Work required:
Your answer should hold exactly the lines from the line containing "Task: tag every instance of the flower stem" through the end of the entries that follow.
──────────
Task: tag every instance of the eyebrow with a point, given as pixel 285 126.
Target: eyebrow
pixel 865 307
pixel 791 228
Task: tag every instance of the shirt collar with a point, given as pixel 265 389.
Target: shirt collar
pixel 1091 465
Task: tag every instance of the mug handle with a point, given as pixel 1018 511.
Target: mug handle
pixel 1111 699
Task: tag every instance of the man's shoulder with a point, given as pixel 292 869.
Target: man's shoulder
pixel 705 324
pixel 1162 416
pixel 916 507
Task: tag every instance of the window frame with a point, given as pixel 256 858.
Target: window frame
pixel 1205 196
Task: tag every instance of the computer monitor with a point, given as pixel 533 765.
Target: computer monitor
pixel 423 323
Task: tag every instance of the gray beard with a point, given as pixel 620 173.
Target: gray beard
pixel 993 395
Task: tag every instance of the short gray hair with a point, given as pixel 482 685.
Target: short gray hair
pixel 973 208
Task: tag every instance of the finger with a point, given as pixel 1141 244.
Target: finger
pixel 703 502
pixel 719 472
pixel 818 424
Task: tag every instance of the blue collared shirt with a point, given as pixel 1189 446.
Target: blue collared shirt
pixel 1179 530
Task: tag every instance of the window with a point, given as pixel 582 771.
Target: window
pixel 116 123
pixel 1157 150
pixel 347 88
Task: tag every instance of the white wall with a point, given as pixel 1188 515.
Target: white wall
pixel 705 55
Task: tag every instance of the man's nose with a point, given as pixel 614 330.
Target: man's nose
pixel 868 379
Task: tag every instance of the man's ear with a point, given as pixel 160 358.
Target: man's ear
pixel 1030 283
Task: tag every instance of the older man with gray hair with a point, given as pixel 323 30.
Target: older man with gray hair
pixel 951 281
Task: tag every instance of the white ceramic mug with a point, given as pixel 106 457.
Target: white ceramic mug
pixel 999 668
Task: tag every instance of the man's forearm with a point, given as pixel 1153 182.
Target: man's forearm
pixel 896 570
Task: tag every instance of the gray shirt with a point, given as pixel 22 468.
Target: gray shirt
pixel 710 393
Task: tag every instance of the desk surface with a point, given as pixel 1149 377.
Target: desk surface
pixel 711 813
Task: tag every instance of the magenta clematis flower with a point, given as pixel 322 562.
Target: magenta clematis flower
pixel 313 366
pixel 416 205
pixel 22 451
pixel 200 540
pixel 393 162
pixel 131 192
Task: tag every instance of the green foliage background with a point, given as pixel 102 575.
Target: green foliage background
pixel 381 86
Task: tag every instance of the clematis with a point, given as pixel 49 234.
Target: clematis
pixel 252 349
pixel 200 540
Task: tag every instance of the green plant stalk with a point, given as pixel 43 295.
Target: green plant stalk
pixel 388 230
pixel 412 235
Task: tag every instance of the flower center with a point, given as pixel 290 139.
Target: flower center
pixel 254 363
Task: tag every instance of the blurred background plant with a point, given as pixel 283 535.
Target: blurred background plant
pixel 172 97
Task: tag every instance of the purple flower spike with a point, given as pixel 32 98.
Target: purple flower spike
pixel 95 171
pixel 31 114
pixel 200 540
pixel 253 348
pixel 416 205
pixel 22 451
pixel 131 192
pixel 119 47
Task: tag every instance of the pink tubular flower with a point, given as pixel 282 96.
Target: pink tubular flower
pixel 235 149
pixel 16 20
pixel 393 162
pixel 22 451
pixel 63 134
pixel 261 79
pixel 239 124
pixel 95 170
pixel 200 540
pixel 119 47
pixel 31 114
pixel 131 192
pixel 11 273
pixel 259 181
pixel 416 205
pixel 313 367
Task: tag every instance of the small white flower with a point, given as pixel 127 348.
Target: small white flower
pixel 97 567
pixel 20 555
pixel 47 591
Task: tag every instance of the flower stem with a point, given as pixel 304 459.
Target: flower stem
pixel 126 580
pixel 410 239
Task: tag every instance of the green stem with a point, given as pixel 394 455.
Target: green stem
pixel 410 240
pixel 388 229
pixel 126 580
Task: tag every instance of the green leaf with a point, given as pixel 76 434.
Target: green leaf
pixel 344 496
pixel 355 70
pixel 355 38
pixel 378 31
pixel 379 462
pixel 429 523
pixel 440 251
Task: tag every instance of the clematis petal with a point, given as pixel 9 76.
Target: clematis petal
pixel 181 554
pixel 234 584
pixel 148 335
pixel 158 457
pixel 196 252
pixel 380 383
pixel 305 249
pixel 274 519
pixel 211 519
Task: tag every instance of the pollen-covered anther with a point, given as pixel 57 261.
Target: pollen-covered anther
──────────
The completed task:
Task: tag every instance of the flower stem with a point, given as pixel 304 459.
Target: flower stem
pixel 126 580
pixel 410 239
Task: tag every instance of the green stem with a point, given as pixel 394 455.
Target: green stem
pixel 410 240
pixel 388 229
pixel 126 580
Task: tag every instance of the green leaf with a point, given as pixel 76 434.
Target: green leaf
pixel 344 496
pixel 355 70
pixel 355 38
pixel 378 31
pixel 379 462
pixel 429 523
pixel 440 251
Task: tag every instance of the clematis petal with a point, given as pixel 9 76.
Target: clematis petal
pixel 181 554
pixel 234 584
pixel 148 335
pixel 158 457
pixel 196 252
pixel 380 383
pixel 305 249
pixel 274 519
pixel 211 519
Task: tag every instance of the pollen-covered anther with a point, given as pixel 57 261.
Target: pollen-covered anther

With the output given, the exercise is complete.